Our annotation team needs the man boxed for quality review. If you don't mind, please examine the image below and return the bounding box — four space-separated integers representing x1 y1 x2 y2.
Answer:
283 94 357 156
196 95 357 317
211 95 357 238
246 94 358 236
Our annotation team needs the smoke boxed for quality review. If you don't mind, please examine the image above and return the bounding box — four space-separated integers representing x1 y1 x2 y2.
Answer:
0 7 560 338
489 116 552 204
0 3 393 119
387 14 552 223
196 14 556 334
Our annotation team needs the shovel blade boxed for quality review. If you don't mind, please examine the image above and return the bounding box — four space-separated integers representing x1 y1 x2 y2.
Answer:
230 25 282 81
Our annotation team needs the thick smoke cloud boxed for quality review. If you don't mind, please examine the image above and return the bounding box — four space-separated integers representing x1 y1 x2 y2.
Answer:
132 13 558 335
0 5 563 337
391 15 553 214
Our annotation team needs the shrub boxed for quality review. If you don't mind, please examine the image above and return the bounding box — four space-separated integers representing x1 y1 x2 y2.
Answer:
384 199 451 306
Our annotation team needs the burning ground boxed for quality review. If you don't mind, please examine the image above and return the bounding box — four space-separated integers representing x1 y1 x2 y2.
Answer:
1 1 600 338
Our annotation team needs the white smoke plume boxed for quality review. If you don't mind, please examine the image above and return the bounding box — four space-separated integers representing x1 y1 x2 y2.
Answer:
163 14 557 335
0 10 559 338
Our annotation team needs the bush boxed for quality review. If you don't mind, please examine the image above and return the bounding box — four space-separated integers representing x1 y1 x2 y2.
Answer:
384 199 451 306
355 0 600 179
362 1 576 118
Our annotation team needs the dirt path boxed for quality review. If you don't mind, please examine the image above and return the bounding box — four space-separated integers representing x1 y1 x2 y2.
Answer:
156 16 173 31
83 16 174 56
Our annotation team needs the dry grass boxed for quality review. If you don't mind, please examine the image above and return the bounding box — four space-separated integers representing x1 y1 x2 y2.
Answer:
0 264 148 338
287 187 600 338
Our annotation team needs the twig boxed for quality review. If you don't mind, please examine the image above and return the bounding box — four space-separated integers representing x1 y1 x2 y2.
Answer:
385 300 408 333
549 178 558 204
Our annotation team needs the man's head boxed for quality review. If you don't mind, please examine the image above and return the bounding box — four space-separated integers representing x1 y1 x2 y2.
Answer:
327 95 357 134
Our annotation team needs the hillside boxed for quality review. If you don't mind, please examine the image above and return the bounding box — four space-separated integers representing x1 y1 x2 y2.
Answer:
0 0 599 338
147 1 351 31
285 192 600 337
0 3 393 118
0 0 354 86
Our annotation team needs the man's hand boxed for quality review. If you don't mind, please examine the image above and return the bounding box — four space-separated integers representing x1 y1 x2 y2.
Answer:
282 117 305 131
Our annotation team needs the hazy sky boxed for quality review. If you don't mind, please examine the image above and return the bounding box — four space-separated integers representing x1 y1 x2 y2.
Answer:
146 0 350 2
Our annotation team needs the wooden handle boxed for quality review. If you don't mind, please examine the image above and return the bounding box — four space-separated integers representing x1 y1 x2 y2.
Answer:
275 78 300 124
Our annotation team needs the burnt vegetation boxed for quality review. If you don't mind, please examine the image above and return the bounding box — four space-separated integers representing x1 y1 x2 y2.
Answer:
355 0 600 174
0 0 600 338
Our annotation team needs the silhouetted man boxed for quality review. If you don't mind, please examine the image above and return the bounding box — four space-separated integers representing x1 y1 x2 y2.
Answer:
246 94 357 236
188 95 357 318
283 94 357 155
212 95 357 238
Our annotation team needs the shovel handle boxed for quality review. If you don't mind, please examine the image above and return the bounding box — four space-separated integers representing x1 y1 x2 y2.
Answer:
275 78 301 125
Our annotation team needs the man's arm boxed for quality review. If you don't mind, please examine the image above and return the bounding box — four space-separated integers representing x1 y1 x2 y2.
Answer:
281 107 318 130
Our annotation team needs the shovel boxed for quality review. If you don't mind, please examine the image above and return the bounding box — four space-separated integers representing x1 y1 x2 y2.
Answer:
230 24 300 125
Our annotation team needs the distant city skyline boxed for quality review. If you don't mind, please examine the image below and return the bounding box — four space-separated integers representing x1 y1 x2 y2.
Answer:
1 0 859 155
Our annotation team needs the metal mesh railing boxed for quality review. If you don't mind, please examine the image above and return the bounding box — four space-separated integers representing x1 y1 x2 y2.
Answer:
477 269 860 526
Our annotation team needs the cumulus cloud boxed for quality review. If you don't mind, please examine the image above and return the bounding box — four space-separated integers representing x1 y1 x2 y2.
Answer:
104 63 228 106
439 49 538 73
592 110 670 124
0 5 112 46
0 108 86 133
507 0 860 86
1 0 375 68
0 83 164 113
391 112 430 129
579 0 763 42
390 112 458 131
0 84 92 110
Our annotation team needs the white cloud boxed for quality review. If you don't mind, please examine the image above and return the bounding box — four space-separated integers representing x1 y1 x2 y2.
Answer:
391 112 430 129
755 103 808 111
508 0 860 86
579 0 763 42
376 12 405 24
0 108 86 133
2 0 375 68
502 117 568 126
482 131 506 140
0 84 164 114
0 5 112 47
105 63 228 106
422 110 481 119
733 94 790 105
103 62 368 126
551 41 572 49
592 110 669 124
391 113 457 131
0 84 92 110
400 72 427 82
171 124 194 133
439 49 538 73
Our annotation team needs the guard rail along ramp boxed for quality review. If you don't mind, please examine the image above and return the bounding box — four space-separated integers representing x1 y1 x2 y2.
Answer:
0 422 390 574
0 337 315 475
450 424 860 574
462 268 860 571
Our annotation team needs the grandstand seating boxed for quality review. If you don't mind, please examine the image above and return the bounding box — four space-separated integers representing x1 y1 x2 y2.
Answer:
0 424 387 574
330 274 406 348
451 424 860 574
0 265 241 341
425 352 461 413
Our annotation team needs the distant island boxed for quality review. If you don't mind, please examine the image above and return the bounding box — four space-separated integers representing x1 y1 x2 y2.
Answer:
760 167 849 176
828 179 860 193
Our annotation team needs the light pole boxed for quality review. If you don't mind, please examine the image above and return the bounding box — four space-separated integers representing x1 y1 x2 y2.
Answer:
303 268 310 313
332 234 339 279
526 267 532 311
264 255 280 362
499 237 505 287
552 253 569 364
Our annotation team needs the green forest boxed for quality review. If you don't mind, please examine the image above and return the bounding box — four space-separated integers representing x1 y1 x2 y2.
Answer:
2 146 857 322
•••••
Review the material and copy each line in which the word "white" appears.

[RESPONSE AREA]
Our annotation team needs the white smoke plume boxed for quality review. If you don't mind, please examine the image above and return the bounding box — four space-separated integers representing x1 y1 x2 y2.
Our annotation team needs the white cloud boxed for quality review. If you don't mind, please examine the image above and return the bounding box — four space-separated integers representing x1 y1 x2 y2.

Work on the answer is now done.